• RECORDS FOR THE TASK:
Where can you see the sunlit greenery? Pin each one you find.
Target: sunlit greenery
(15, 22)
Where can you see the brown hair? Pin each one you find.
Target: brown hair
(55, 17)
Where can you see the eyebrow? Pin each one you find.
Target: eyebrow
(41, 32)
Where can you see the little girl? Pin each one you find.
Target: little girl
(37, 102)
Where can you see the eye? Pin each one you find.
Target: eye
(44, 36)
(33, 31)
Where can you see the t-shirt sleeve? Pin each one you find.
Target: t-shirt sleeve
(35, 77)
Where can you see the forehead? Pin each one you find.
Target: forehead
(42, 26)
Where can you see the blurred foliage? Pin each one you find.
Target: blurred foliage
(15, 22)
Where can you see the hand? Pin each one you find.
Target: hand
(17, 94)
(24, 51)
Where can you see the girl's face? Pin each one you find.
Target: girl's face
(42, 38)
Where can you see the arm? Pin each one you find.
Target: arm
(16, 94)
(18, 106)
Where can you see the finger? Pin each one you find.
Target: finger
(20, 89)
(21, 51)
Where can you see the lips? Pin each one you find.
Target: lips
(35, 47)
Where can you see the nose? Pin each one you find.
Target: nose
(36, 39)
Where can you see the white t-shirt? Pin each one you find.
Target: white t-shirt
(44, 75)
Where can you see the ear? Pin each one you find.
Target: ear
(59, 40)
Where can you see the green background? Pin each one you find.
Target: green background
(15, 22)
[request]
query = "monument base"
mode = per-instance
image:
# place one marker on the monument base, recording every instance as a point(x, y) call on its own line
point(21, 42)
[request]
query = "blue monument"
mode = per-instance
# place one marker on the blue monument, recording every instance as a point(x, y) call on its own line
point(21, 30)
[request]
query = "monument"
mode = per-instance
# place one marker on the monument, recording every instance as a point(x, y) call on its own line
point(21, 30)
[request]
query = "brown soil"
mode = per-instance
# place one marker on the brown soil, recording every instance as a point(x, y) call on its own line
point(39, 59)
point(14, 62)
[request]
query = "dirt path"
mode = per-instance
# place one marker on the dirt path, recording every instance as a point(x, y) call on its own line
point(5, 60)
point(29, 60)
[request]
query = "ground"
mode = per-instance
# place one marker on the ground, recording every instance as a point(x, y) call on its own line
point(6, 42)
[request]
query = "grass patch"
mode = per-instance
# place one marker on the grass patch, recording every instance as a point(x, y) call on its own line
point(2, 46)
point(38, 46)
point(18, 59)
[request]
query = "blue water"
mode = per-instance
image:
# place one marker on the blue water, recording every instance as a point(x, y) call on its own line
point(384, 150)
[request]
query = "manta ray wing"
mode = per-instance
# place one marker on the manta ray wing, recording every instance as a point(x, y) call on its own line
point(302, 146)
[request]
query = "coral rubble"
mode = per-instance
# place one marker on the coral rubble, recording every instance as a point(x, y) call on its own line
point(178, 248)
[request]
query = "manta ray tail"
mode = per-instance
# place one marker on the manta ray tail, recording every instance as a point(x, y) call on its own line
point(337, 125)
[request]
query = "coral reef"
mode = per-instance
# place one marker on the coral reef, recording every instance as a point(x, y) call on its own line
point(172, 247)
---
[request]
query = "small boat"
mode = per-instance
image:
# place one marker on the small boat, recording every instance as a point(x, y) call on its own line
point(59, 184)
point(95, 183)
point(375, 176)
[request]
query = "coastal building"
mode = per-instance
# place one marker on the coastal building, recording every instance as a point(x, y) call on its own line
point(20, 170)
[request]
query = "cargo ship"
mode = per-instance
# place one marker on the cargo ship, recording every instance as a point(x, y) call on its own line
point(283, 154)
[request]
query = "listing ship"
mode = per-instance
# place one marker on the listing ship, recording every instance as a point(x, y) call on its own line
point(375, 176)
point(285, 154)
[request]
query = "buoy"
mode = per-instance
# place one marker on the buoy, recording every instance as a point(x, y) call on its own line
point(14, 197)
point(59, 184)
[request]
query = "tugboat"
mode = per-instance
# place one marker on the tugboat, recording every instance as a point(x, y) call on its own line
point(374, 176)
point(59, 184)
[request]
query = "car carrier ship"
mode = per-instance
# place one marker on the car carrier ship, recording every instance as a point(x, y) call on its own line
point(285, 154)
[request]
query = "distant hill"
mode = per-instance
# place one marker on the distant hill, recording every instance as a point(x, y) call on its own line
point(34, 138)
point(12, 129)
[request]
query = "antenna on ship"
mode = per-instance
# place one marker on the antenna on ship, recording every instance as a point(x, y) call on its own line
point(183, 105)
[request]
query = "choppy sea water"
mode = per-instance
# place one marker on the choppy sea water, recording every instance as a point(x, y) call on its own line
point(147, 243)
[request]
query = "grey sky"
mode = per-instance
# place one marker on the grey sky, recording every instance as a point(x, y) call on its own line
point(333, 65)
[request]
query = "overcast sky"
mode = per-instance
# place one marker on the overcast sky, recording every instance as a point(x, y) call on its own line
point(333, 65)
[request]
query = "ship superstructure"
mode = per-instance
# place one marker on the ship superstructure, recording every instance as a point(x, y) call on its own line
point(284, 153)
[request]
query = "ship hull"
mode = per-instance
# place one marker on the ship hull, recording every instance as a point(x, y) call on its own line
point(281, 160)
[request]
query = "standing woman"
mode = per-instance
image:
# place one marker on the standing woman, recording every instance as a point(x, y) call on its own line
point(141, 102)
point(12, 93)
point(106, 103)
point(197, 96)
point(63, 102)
...
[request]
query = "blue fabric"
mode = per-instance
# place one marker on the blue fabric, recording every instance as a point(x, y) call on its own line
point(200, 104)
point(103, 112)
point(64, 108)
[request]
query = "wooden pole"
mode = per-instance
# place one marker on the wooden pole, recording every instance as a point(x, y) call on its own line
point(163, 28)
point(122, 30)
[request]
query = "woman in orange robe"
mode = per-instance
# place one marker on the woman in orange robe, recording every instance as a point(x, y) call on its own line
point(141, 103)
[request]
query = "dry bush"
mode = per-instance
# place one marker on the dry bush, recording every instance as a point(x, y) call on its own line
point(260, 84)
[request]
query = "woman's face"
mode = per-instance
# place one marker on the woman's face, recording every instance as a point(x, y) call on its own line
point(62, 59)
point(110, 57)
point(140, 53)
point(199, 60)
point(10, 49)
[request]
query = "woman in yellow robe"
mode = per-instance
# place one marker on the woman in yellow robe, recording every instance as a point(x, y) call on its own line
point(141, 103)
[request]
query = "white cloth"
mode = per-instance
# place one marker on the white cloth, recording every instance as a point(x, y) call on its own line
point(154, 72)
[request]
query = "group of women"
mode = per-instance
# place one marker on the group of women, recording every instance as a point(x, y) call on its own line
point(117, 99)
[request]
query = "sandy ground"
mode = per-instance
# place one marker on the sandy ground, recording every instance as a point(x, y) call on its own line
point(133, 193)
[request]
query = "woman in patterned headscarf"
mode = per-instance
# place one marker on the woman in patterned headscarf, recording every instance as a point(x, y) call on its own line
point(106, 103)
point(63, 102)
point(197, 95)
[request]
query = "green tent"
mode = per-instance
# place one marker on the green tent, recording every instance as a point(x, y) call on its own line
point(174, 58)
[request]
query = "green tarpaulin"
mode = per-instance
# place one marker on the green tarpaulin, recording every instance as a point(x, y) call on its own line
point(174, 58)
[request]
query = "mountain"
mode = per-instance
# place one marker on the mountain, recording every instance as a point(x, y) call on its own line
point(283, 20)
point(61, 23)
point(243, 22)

• WORK ITEM: Where the listing above reaches the line that contains "Target: forehead", start retyping, and finish with the line that contains "Where can you see the finger?"; reproduce those lines exactly and no others.

• COMPLETED TASK:
Target: forehead
(42, 26)
Where can you see the blurred foliage? Pin each one you find.
Target: blurred foliage
(15, 22)
Where can you see the hand? Pin each one you find.
Target: hand
(17, 94)
(24, 51)
Where can you see the girl's face? Pin each one you find.
Target: girl's face
(42, 38)
Where can you see the arm? Pin each one you find.
Target: arm
(16, 94)
(18, 106)
Where can you see the finger? Pin each one you find.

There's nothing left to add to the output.